--- Start of SOURCE ---
Homework 2
Type classes
This homework is written in literate Haskell; you can download the raw source to fill in yourself. You’re welcome to submit literate Haskell yourself, or to start fresh in a new file, literate or not.
Please submit homeworks via the new submission page.
This will be our first of three “pair programming” homeworks, where I expect you and your partner to do the work together, submitting a single file listing both collaborators. It doesn’t matter who initiaties the upload as long as everyone is on the list.
In this homework, we’re going to use Haskell more earnestly. We’ll start using some of its standard library’s functions and datatypes—we’ll even try defining our own datatypes.
Unless I say otherwise, you’re free to use any functions from the Prelude.
module Hw02 where
Problem 1: arithmetic expressions
Our first language will be a simple one: arithmetic expressions using +, *, and negation.
data ArithExp =
Num Int
| Plus ArithExp ArithExp
| Times ArithExp ArithExp
| Neg ArithExp
(a) 5 points
Write a Show
instance for ArithExp
, which amounts to a function show :: ArithExp -> String
. You do not need to write type signatures for functions in type class instances.
--- End of SOURCE ---
--- Start of INFORMATION GIVEN ---
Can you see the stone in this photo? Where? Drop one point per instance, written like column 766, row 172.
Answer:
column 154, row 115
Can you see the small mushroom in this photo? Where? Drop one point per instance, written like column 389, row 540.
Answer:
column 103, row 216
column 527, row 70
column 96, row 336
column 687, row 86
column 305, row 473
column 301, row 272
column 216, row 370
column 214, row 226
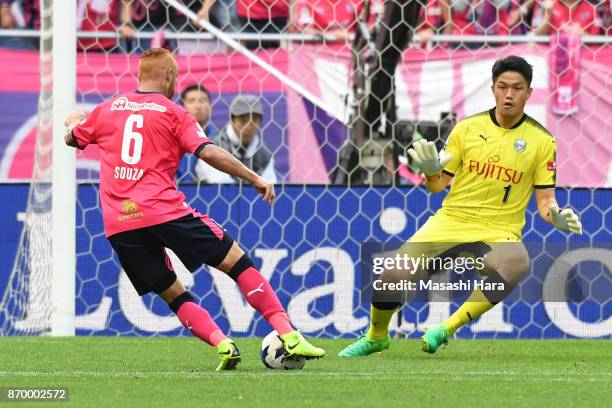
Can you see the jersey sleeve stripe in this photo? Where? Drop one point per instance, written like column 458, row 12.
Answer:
column 196, row 153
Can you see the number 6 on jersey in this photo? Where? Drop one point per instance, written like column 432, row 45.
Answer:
column 128, row 135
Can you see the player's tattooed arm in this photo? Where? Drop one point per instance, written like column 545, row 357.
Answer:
column 75, row 118
column 224, row 161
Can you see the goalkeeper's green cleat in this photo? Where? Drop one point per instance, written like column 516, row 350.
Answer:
column 434, row 337
column 297, row 346
column 364, row 346
column 229, row 354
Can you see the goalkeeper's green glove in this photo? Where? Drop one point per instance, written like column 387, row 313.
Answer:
column 565, row 220
column 426, row 156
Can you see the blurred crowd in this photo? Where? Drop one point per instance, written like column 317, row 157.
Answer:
column 332, row 20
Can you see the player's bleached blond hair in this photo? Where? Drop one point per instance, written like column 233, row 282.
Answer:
column 154, row 63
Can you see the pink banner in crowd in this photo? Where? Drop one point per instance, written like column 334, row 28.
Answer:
column 427, row 82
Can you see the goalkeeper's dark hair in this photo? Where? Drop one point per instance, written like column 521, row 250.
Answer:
column 193, row 87
column 513, row 63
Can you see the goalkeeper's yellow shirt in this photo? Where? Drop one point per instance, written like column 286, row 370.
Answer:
column 496, row 170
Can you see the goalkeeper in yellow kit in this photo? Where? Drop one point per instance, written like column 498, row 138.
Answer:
column 497, row 158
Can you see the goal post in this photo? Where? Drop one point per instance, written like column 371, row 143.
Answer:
column 63, row 170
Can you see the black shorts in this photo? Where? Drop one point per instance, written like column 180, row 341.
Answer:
column 194, row 240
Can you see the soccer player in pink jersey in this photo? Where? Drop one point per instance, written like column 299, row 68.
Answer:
column 142, row 136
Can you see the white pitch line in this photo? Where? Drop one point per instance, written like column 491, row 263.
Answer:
column 406, row 375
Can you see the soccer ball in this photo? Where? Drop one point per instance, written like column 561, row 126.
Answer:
column 272, row 352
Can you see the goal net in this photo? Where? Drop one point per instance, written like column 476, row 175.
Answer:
column 343, row 177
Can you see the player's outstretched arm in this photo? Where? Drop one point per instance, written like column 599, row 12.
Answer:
column 425, row 155
column 75, row 118
column 565, row 220
column 223, row 161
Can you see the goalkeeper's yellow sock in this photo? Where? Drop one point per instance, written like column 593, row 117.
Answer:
column 474, row 307
column 379, row 322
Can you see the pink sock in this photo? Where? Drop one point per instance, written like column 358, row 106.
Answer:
column 200, row 324
column 258, row 292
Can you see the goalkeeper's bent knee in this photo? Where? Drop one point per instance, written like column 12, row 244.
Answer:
column 181, row 299
column 241, row 265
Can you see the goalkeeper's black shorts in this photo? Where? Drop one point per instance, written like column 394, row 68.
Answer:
column 142, row 252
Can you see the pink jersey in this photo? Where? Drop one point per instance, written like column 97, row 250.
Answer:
column 142, row 138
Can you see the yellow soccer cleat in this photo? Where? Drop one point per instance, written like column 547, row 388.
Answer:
column 229, row 355
column 297, row 346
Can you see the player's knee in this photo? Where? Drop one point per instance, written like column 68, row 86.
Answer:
column 176, row 304
column 240, row 266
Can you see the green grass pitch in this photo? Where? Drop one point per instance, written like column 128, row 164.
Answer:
column 168, row 372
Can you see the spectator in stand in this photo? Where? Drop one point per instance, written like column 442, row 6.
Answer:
column 605, row 15
column 448, row 17
column 149, row 16
column 196, row 99
column 568, row 17
column 504, row 17
column 221, row 13
column 263, row 16
column 243, row 139
column 331, row 17
column 20, row 14
column 97, row 15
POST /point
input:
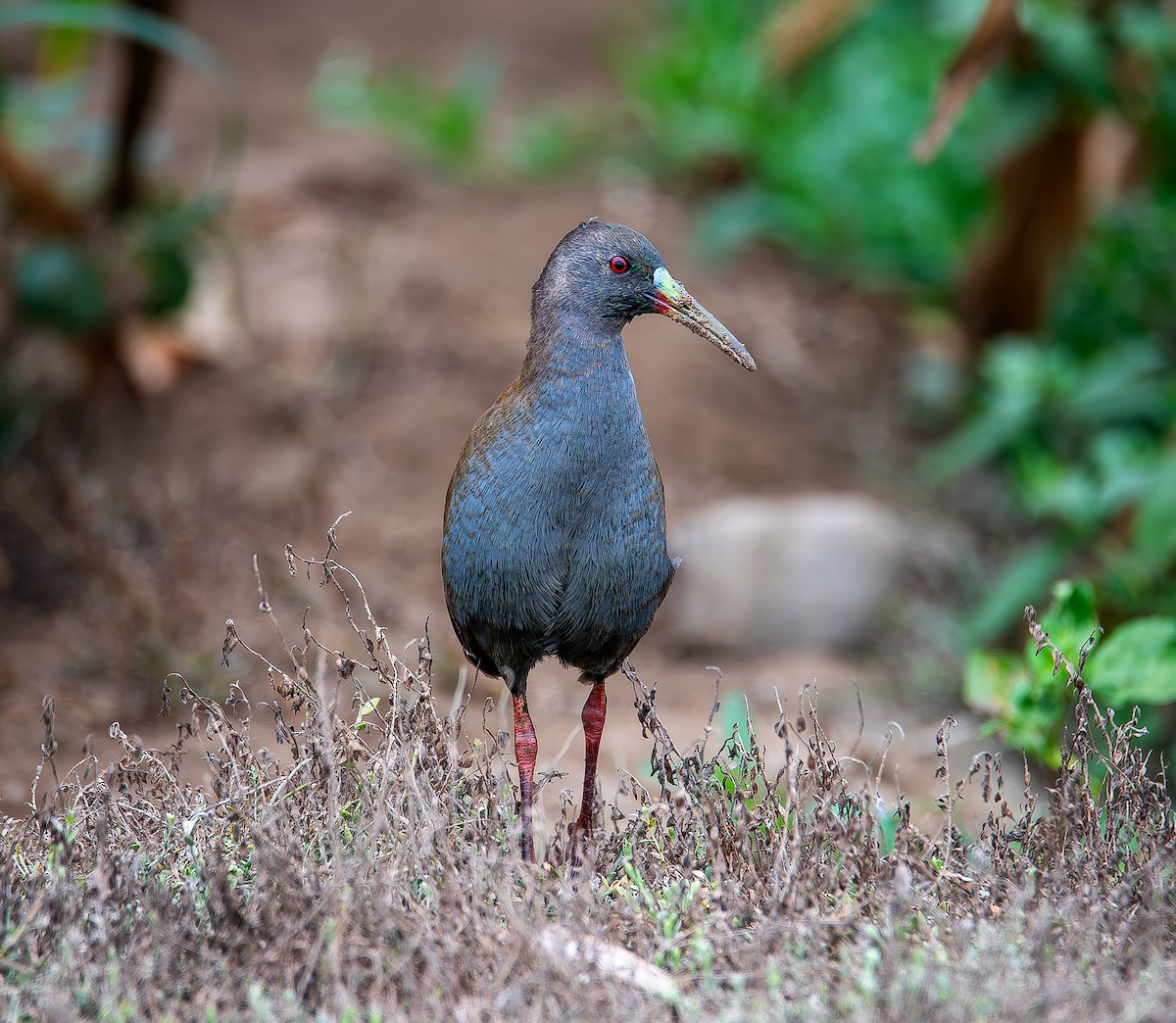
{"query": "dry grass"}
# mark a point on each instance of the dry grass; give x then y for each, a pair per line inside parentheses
(368, 869)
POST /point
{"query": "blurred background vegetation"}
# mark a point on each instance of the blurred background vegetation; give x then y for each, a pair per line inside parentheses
(1004, 166)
--- End of INFORMATION GIVEN ---
### REQUESTS:
1. Reproduce the passage of the Haskell homework that begins with the words containing "Please submit homeworks" and ends with "from the Prelude.".
2. List every constructor of the ArithExp datatype defined in the Haskell homework.

### TASK-BY-TASK ANSWERS:
1.
Please submit homeworks via the new submission page.
This will be our first of three “pair programming” homeworks, where I expect you and your partner to do the work together, submitting a single file listing both collaborators. It doesn’t matter who initiaties the upload as long as everyone is on the list.
In this homework, we’re going to use Haskell more earnestly. We’ll start using some of its standard library’s functions and datatypes—we’ll even try defining our own datatypes.
Unless I say otherwise, you’re free to use any functions from the Prelude.

2. Num, Plus, Times, Neg